→ **Exercise details**
Rewrite every line of the rows below in full, shifting both coordinates of each answer point up by 3 and leaving all other text and numbers unchanged. Leave the pictures out.

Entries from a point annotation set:
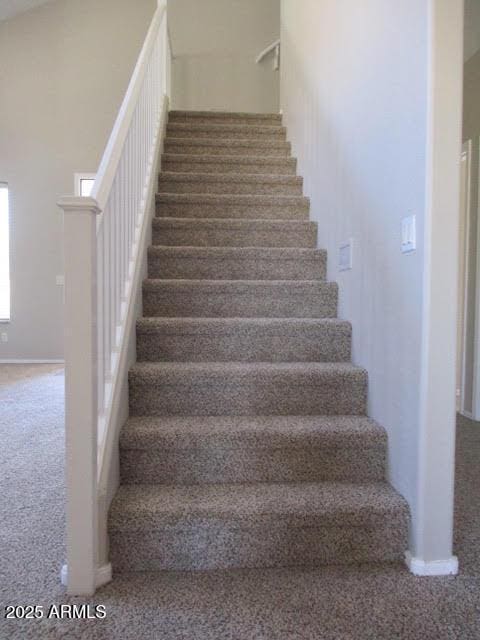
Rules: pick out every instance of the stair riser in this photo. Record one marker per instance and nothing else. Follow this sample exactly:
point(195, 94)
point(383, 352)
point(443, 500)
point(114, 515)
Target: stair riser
point(223, 268)
point(269, 394)
point(215, 237)
point(217, 545)
point(262, 301)
point(233, 187)
point(229, 167)
point(229, 133)
point(228, 211)
point(216, 464)
point(209, 148)
point(329, 344)
point(275, 121)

→ **Completed exercise**
Rules: pick out every instance of the stair riser in this photo. Record one marker per instance and nothing else. Follow this sample exactly:
point(195, 94)
point(383, 352)
point(443, 500)
point(114, 515)
Target: stair riser
point(226, 271)
point(272, 397)
point(218, 240)
point(220, 548)
point(265, 304)
point(236, 190)
point(232, 170)
point(232, 136)
point(231, 214)
point(219, 467)
point(212, 151)
point(332, 347)
point(278, 124)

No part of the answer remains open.